Exercise details:
Rewrite the stretch of records below, from the line containing "Guideline: for every instance of the jar with" through the line containing "<point>69,277</point>", both included, with the requests kept as they are. Scale every point coordinate in the answers by 0.55 and round it to a whole number, with halves rounding up.
>> BEGIN Record excerpts
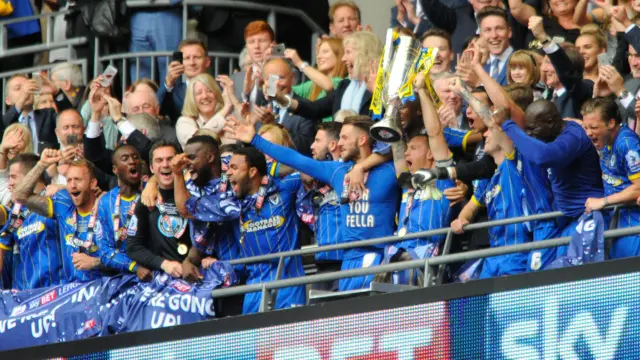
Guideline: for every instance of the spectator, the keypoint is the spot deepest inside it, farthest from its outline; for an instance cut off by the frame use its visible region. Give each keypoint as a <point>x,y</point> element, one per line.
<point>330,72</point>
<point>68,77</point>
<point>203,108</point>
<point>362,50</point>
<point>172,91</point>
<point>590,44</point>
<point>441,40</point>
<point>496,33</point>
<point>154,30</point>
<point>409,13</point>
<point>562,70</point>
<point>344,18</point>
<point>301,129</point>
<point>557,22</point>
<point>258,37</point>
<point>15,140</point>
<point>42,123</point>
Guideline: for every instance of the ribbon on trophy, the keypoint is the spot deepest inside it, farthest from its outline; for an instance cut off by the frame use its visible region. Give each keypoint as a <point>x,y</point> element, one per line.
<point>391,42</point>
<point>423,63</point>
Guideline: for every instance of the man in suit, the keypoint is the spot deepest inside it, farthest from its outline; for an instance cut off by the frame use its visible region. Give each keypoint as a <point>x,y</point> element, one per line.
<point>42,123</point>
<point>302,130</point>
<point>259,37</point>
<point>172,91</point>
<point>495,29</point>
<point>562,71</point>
>> END Record excerpts
>> BEGIN Record excerpts
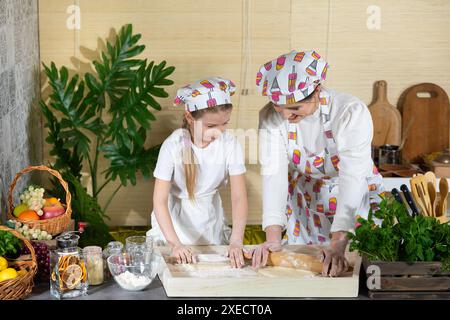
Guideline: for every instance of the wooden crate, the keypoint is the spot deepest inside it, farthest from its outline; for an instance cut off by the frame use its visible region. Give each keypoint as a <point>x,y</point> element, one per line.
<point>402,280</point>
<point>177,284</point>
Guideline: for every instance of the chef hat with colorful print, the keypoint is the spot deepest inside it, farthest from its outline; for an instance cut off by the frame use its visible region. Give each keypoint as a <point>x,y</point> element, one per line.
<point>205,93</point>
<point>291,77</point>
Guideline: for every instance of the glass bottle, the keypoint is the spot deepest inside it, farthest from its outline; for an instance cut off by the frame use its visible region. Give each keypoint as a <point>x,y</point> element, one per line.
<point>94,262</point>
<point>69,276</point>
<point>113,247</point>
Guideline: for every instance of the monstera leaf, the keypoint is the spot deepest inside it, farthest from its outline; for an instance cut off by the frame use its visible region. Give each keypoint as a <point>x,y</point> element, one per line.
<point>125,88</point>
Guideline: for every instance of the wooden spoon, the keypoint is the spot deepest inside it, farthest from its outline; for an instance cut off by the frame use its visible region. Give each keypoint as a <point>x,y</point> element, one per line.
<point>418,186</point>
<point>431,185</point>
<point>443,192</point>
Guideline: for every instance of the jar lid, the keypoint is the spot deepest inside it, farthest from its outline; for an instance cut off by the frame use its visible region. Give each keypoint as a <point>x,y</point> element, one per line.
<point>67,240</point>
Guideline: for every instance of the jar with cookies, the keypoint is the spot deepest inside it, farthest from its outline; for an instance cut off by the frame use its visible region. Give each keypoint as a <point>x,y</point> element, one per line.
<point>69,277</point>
>> END Record excerpts
Full answer:
Guideline: for every instance of the jar with cookies, the keypoint is the spot deepest inside it, farthest from its outline; for an instance cut off by the frame use its visible region. Give each keypoint as a <point>x,y</point> element, one per line.
<point>38,152</point>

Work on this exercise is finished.